_Extracted records_.
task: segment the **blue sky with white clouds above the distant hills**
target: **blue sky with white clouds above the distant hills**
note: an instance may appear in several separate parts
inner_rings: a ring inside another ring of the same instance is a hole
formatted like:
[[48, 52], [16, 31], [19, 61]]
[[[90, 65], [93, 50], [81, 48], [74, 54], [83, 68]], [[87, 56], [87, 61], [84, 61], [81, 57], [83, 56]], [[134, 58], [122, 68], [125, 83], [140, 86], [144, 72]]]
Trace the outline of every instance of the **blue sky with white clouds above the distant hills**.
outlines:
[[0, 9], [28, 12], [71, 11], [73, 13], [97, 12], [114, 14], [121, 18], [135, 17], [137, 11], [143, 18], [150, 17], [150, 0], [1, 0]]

_What is required_. From the listing above, the lines starting with the one that has "target: **blue sky" and running through the one that has "86], [144, 72]]]" should be copied exactly, ends included.

_Response for this exercise_.
target: **blue sky with white clouds above the distant hills**
note: an instance may appear in several separate parts
inner_rings: a ring inside another ring of the same instance is a hole
formatted like:
[[48, 52], [16, 31], [19, 61]]
[[[90, 65], [93, 50], [81, 48], [74, 54], [83, 68]], [[87, 56], [87, 61], [84, 61], [81, 57], [83, 56]], [[134, 58], [122, 68], [125, 83], [140, 86], [144, 72]]]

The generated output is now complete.